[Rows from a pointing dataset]
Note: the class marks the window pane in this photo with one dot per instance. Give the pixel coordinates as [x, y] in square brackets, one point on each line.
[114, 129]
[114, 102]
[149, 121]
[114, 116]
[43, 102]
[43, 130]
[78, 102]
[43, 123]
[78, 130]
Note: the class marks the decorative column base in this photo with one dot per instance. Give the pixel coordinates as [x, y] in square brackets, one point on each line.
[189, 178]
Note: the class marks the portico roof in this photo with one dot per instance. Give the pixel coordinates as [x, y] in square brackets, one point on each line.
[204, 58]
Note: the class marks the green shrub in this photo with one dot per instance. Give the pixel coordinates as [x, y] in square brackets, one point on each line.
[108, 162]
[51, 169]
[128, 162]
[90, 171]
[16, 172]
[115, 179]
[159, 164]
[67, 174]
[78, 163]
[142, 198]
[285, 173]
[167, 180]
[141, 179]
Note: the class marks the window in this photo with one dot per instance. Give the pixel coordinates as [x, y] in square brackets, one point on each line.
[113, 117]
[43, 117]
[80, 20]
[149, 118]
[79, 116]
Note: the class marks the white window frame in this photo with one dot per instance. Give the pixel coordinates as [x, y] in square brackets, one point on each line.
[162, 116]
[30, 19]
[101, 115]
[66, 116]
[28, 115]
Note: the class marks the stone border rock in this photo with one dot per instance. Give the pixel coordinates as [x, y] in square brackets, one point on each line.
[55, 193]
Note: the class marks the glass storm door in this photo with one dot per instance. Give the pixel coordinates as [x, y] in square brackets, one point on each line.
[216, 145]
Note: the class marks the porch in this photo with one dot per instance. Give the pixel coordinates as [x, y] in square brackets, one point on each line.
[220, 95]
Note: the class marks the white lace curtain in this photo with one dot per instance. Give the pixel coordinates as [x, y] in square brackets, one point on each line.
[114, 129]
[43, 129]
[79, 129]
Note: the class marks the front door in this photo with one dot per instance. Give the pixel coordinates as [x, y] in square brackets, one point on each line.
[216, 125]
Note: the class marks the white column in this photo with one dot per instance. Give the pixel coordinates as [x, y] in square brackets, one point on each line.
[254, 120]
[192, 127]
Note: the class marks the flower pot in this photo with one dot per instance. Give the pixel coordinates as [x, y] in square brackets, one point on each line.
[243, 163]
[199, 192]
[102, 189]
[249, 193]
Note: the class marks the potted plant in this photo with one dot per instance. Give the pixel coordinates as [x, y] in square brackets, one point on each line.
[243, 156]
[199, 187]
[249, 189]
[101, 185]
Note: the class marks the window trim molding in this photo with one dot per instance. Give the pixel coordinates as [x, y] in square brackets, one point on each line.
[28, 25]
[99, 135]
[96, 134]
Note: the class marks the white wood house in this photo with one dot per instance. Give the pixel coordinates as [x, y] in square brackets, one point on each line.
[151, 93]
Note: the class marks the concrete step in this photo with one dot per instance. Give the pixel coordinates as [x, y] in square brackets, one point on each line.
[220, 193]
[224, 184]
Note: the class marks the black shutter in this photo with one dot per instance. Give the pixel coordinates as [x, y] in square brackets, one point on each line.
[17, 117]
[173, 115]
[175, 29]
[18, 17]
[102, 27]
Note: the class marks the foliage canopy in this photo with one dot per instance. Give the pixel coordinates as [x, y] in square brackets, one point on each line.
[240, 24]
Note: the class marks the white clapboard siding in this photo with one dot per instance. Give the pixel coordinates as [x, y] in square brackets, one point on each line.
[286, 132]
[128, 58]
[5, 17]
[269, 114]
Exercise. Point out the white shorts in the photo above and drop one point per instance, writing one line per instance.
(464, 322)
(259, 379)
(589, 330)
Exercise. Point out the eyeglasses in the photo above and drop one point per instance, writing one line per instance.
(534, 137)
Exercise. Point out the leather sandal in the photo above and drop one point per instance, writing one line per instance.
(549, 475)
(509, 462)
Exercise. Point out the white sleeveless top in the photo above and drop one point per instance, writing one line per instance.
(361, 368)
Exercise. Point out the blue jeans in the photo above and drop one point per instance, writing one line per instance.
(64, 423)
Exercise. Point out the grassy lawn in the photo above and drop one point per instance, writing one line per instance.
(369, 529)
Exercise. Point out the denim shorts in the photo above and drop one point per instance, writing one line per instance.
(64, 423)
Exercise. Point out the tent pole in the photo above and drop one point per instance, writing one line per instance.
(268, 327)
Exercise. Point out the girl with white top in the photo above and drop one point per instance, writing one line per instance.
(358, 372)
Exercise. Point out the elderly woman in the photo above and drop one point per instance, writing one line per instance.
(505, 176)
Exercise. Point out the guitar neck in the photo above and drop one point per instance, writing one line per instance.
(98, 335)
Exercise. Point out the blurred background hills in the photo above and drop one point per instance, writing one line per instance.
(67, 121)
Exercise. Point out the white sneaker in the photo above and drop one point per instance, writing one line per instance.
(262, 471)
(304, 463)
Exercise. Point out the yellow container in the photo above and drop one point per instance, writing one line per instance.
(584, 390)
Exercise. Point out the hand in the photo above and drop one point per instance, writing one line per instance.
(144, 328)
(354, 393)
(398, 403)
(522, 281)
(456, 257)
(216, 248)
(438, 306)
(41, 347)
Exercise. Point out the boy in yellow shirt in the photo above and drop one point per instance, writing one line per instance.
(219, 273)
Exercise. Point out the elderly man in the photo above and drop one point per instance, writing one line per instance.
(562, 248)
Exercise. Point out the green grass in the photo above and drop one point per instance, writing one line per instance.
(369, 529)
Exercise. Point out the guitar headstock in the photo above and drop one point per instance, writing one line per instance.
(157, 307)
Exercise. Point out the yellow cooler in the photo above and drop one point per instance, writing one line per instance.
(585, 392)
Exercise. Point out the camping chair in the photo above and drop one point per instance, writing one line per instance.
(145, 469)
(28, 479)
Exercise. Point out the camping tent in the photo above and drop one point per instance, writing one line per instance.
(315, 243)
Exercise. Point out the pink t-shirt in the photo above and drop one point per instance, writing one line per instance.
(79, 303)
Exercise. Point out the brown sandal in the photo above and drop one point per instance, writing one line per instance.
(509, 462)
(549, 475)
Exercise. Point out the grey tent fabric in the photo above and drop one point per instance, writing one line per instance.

* EXERCISE PROMPT: Everything from the line that contains "Exercise. Point out the camping tent" through the end of the records must be duplicated exactly, and nothing outside that range.

* FINISHED EXERCISE:
Exercise. Point out the camping tent in the photo above and drop one point per instance, writing one line per instance.
(315, 243)
Exercise. Point out the pink t-shirt in the photo above and drop one point per instance, writing one line per instance.
(79, 303)
Exercise. Point out the brown sandal in the photo above and drop one point per instance, writing one line per instance.
(509, 462)
(549, 475)
Exercise. Point out the grey tent fabric in the photo above and drop one point per instance, writing one line per instance.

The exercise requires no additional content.